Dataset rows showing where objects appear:
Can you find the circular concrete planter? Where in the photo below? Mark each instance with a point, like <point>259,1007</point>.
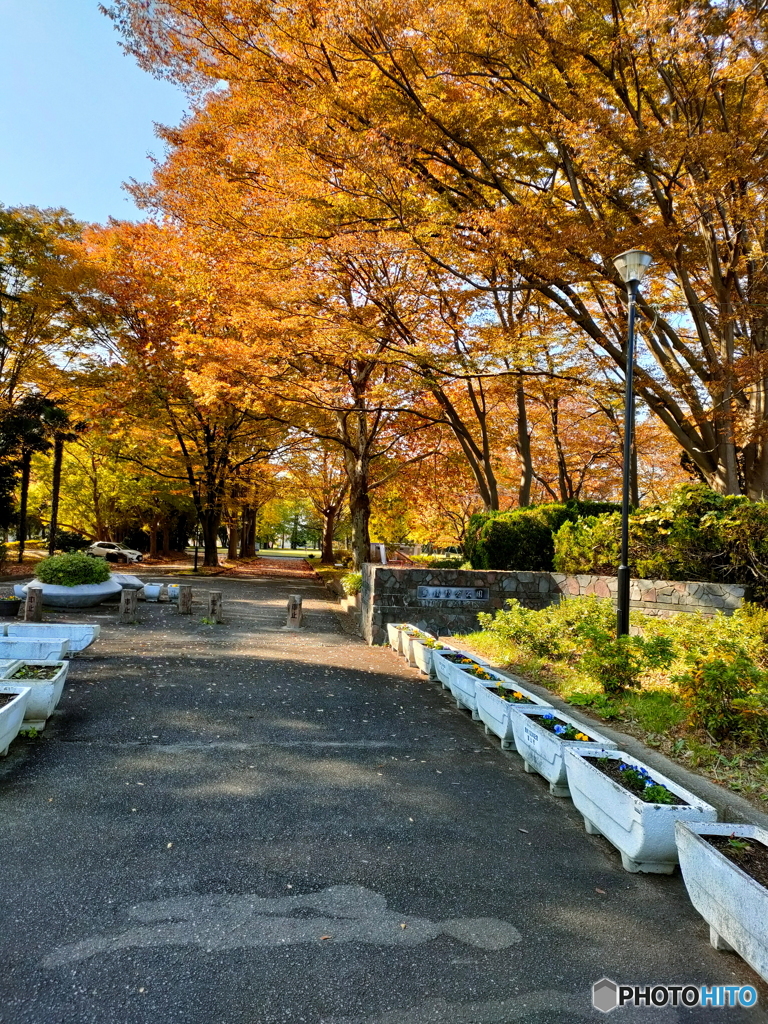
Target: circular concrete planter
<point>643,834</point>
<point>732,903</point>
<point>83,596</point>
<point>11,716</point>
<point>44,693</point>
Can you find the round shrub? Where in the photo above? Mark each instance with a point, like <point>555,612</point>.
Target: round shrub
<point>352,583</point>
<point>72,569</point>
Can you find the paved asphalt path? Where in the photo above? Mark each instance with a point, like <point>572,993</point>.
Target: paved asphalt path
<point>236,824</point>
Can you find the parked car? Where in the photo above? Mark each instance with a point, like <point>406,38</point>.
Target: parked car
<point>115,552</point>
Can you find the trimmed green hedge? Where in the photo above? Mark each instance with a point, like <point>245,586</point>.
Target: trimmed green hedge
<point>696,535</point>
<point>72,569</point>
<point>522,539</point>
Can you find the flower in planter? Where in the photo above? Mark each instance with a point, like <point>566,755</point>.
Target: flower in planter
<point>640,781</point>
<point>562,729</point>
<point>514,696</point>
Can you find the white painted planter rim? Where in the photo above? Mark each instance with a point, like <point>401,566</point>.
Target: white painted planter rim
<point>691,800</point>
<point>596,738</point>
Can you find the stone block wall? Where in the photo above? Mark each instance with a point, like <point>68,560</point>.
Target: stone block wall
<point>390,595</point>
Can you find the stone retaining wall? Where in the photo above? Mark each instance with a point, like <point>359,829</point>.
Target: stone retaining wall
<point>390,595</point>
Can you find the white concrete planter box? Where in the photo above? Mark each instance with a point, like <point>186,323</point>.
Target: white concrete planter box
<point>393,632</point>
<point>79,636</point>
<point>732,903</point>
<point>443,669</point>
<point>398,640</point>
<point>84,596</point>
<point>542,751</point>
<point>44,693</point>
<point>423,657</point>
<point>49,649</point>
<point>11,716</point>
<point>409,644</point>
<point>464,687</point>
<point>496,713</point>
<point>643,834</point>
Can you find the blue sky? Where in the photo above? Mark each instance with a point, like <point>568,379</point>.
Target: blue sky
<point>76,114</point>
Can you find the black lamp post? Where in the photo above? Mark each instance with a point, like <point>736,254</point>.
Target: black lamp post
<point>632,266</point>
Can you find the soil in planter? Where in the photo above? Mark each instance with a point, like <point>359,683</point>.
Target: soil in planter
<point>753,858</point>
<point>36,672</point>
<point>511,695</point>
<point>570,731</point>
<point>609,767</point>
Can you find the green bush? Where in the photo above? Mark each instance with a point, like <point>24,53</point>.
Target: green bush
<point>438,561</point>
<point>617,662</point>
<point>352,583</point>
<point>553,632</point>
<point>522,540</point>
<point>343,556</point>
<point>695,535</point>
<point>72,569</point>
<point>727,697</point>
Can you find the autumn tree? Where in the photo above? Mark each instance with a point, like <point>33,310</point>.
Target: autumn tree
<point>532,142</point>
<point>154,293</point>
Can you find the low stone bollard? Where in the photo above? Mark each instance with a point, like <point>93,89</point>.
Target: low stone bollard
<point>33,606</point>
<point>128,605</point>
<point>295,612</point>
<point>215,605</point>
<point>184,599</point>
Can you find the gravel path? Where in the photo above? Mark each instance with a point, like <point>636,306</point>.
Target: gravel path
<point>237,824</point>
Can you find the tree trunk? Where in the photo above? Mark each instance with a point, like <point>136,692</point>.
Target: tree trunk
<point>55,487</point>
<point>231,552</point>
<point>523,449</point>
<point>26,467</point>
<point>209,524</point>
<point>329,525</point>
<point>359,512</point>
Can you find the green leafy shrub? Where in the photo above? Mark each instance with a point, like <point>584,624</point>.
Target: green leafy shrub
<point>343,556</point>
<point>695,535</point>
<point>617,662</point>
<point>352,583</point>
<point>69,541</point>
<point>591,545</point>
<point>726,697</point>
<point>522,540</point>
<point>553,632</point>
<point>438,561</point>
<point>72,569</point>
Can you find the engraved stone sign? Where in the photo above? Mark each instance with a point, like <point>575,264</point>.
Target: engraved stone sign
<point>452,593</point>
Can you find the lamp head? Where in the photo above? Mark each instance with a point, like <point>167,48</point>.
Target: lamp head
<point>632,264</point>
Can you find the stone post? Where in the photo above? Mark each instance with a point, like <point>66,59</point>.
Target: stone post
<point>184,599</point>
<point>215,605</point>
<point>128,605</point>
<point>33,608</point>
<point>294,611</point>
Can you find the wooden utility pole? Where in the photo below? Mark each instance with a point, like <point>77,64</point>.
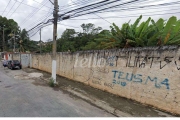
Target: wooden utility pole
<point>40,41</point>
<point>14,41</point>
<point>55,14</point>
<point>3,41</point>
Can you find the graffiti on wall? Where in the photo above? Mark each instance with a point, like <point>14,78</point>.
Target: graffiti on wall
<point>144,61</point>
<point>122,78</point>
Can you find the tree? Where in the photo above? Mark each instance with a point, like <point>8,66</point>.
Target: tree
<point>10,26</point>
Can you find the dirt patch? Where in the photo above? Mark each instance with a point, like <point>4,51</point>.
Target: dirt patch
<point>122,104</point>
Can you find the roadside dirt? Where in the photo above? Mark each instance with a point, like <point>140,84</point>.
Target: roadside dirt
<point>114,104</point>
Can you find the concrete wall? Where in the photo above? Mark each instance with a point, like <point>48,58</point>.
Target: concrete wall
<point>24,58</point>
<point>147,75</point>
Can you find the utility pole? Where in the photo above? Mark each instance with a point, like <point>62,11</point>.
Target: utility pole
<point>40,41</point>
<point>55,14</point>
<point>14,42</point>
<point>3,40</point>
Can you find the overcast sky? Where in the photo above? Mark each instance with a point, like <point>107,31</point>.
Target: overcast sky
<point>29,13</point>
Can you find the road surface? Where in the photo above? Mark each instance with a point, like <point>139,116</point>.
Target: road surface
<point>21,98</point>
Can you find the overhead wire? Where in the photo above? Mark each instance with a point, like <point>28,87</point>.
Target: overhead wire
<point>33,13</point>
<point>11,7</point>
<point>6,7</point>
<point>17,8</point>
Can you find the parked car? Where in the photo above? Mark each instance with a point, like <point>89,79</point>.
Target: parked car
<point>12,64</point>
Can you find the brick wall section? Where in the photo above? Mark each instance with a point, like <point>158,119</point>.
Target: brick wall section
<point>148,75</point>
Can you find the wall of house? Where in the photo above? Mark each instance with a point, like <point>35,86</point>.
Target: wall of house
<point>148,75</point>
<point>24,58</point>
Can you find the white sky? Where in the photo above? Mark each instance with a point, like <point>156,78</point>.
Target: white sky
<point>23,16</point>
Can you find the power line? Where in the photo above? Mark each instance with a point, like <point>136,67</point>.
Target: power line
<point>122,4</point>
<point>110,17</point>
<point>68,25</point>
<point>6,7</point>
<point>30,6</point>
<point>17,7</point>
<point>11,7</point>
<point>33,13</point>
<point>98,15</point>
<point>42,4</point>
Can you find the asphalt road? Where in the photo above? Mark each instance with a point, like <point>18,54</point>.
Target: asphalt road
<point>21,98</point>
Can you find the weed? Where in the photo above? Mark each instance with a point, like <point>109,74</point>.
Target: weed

* * *

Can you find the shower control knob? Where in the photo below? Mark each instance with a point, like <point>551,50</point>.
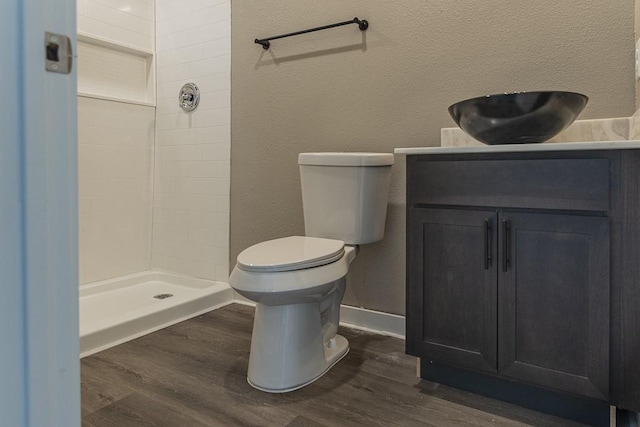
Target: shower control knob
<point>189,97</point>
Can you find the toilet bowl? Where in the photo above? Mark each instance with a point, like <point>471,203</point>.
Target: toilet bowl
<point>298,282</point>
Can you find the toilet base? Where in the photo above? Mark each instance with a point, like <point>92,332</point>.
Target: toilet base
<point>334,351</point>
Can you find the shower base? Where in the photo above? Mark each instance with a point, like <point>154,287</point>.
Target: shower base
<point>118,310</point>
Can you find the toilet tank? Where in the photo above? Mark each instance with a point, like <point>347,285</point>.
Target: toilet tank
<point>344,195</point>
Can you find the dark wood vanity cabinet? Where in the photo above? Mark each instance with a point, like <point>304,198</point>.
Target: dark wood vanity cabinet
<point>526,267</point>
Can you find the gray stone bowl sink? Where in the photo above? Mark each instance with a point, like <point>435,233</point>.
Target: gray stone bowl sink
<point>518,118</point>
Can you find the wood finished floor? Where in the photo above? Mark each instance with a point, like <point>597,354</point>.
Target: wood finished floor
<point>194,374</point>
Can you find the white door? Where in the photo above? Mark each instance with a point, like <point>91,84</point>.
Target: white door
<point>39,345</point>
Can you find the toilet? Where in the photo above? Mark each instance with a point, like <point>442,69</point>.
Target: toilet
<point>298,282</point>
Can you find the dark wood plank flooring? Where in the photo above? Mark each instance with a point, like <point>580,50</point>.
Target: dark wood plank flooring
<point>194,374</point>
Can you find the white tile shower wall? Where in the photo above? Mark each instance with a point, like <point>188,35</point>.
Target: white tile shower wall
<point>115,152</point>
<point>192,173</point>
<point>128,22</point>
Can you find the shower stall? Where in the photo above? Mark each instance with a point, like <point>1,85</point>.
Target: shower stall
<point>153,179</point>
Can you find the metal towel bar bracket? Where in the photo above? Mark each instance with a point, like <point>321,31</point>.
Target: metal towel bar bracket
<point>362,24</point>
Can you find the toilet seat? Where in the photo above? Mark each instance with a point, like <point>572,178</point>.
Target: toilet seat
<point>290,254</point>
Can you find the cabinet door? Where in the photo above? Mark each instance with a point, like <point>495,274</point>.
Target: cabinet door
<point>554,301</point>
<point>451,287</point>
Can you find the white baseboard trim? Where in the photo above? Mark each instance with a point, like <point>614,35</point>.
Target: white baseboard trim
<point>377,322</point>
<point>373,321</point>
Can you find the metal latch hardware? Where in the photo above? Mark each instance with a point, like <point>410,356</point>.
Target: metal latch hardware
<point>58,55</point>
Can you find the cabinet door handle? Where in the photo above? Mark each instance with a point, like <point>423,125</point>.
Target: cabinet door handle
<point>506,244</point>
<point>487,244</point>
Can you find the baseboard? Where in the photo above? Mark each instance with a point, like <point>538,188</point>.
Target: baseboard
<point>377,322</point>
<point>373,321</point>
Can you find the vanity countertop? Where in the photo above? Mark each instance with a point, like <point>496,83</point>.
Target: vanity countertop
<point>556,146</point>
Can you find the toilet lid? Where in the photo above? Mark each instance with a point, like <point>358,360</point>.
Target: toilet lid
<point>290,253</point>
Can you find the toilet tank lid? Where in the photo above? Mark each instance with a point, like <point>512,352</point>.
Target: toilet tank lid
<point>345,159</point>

GIVEN REQUEST: Please reproduce only the listing from the line with "Can you find the paved" up to and including the line with "<point>596,738</point>", leaving each request line as it stands and scaling every answer point's coordinates by 1.05, rounded to whole numbers with halves going up.

TASK ANSWER:
Can you find the paved asphalt path? Where in the photo above? Mark each instance with a point, like <point>572,993</point>.
Target: paved asphalt path
<point>248,865</point>
Can you find the parked car? Where in the photo above? Mark each instance with a point, like <point>406,38</point>.
Target: parked car
<point>121,580</point>
Can you find the trimmed green hedge? Where in the photo above? Mark each instance with a point, like <point>245,586</point>.
Target: trimmed green hedge
<point>731,562</point>
<point>76,597</point>
<point>548,566</point>
Can you find the flower in planter? Where in the photo above? Mark each instance with a point, like <point>566,755</point>.
Target: flower in planter
<point>672,820</point>
<point>590,765</point>
<point>540,731</point>
Can you find the white painted planter rim? Where in the photo above? Mark each instance with a point, like <point>401,566</point>.
Target: white painted planter rim
<point>726,840</point>
<point>626,775</point>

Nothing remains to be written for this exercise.